The problem - Using the entries below, quote exactly the span of lines that begins with the line containing "In the image provided above, locate shirt" and ends with the final line.

++++++++++

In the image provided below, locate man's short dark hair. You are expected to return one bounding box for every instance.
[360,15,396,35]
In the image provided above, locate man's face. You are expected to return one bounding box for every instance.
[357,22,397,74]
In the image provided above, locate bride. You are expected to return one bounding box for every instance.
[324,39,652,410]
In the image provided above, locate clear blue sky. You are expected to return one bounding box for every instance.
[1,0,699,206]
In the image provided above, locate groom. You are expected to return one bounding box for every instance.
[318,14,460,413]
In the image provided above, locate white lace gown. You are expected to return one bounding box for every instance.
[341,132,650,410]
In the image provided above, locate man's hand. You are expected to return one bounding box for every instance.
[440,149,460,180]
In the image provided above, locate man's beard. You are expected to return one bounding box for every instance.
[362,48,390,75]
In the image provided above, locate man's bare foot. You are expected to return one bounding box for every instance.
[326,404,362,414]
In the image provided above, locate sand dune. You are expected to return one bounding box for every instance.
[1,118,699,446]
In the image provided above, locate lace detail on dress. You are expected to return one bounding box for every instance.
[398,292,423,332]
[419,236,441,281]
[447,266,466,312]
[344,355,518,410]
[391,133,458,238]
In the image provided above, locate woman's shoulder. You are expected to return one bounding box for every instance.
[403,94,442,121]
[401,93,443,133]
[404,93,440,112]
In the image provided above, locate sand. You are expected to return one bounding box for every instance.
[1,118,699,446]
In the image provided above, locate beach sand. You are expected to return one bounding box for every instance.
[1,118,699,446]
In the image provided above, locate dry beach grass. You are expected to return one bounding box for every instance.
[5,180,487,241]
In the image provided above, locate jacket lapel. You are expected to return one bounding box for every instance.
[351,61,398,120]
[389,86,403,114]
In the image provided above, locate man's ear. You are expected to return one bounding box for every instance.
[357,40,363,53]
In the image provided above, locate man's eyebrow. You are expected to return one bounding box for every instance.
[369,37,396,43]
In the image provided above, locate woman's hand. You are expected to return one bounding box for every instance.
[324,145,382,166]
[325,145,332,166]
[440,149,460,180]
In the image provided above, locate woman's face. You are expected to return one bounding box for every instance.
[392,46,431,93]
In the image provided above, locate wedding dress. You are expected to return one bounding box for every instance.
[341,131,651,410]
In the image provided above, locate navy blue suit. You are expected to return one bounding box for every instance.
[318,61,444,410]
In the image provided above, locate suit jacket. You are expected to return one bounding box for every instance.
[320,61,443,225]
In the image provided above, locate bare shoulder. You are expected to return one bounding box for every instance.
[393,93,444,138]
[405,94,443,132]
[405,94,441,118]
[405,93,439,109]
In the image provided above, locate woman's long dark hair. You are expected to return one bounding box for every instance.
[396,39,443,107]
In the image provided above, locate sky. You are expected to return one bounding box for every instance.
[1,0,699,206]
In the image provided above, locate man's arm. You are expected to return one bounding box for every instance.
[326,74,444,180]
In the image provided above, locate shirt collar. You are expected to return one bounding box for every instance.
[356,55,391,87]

++++++++++

Exercise answer -
In the image provided above, locate shirt collar. You are expected to return one bounding box for every instance.
[356,55,391,87]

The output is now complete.